_What is being asked_
Reproduce the entries word for word, starting at the line that contains "Target: black window mullion" and ending at the final line of the entries, with both of those lines included.

☆ ☆ ☆ ☆ ☆ ☆ ☆

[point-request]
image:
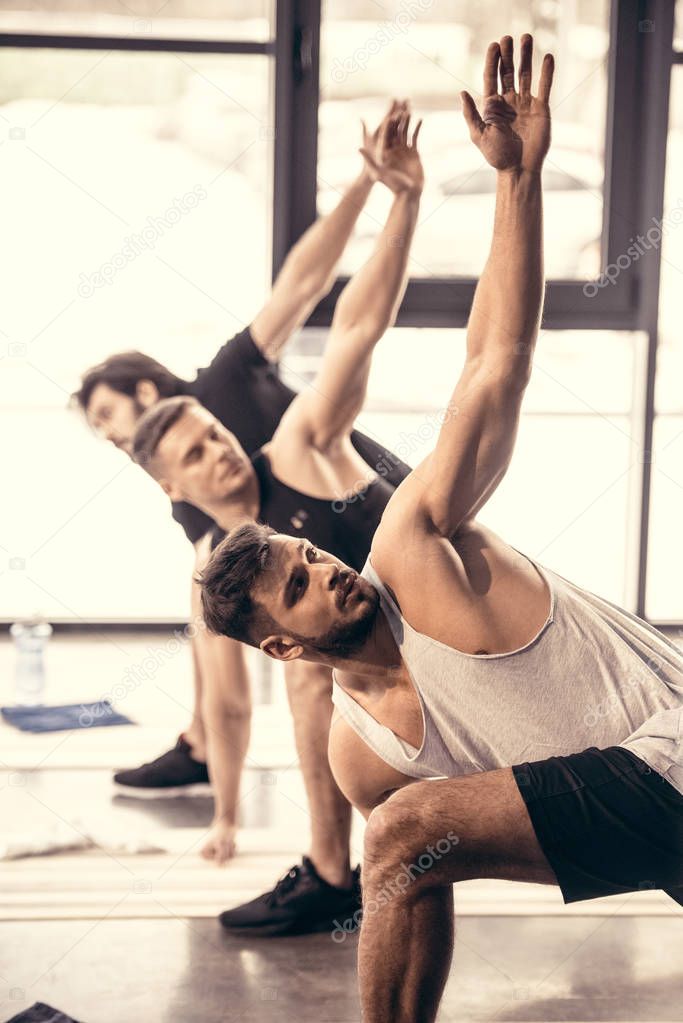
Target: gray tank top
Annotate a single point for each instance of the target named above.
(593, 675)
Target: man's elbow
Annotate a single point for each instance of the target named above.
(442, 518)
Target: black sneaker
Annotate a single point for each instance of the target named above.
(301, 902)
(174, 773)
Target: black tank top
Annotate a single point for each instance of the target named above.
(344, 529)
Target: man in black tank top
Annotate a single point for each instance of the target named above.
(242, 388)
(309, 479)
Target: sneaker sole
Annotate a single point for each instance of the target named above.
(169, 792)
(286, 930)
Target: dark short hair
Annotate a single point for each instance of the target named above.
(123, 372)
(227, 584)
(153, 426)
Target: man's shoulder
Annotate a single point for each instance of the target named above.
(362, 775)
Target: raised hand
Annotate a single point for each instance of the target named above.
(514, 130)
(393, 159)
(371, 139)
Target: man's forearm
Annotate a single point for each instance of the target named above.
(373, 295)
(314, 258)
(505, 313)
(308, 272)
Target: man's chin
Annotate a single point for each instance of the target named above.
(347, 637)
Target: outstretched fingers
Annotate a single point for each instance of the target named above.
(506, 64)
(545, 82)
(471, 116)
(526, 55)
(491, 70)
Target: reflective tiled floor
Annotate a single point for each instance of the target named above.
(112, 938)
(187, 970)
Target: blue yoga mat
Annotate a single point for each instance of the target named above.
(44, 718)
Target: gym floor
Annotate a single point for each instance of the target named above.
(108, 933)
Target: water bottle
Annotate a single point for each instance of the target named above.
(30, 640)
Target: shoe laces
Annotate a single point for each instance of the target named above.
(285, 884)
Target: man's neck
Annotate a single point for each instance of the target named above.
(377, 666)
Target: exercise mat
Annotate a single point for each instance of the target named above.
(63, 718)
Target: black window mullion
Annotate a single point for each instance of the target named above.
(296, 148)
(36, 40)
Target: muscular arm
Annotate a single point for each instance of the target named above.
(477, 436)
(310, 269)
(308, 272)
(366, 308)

☆ ☆ ☆ ☆ ☆ ☆ ☆

_The reply_
Target: black window mullion
Annotate a single point for each instance of the target named above.
(296, 148)
(36, 40)
Target: muscular arm
Annotate a single point for each instance of the target named above.
(477, 436)
(310, 269)
(308, 272)
(366, 308)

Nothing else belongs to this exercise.